*** Opening of Records provided ***

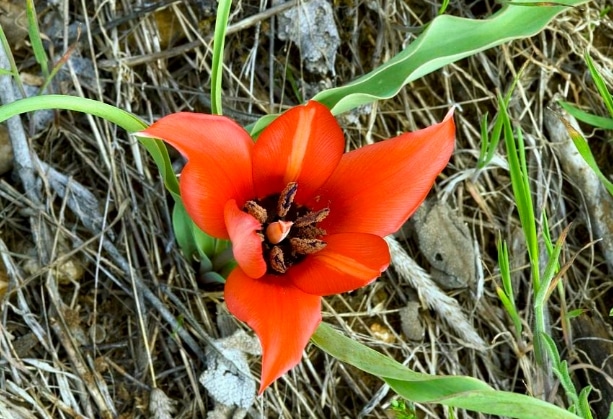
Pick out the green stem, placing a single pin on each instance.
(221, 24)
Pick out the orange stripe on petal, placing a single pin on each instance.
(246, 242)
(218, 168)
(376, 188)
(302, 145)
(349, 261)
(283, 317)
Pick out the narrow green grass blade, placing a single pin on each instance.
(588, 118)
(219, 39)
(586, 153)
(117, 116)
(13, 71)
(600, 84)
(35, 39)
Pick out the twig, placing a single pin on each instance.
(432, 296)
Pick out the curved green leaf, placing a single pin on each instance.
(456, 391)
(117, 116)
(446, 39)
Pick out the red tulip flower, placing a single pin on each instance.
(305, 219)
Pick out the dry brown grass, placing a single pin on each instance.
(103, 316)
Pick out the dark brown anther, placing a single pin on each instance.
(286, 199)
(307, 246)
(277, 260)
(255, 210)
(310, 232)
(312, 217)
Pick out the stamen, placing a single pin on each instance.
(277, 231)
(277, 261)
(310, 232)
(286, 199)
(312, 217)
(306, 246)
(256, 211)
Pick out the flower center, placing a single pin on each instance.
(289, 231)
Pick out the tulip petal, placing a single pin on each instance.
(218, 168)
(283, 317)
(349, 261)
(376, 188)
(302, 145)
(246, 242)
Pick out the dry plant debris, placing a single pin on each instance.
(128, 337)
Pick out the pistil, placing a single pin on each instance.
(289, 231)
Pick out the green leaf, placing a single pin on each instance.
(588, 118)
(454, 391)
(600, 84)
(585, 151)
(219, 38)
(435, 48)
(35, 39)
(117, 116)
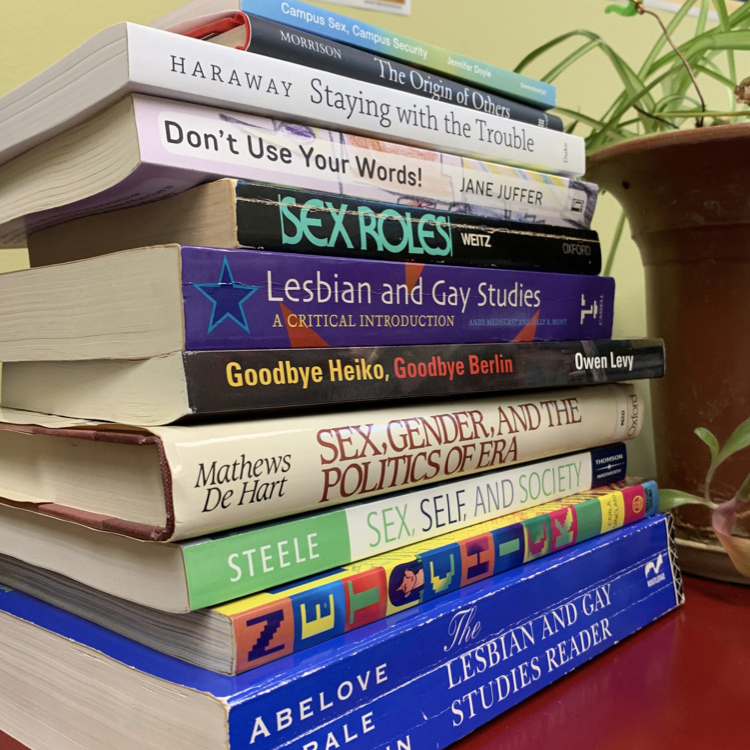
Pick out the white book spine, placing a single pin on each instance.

*** Close of Records provided ***

◆ Exercise prompt ◆
Output exactly the lines from the one containing "Pick out the stamen, placing" through the last line of the records above, both included, leaving out any pictures.

◆ Task solution ◆
Pick out the stamen, placing a single pin on each instance.
(277, 231)
(277, 261)
(310, 232)
(286, 199)
(312, 217)
(306, 246)
(256, 211)
Pick out the flower center, placing a single pin on each instance.
(289, 231)
Pick out the tulip petal, placing a single pin on each instance.
(218, 168)
(283, 317)
(349, 261)
(376, 188)
(302, 145)
(246, 242)
Pick out the dry plant debris, placing a single pin on each instance.
(128, 337)
Pick out the pistil, placing a single pin on each instance.
(289, 231)
Pick out the green leaf, placing a single pin on each instance.
(588, 118)
(454, 391)
(600, 84)
(585, 151)
(219, 38)
(435, 48)
(35, 39)
(117, 116)
Pick out the white book spine, placing a single pin on each instance.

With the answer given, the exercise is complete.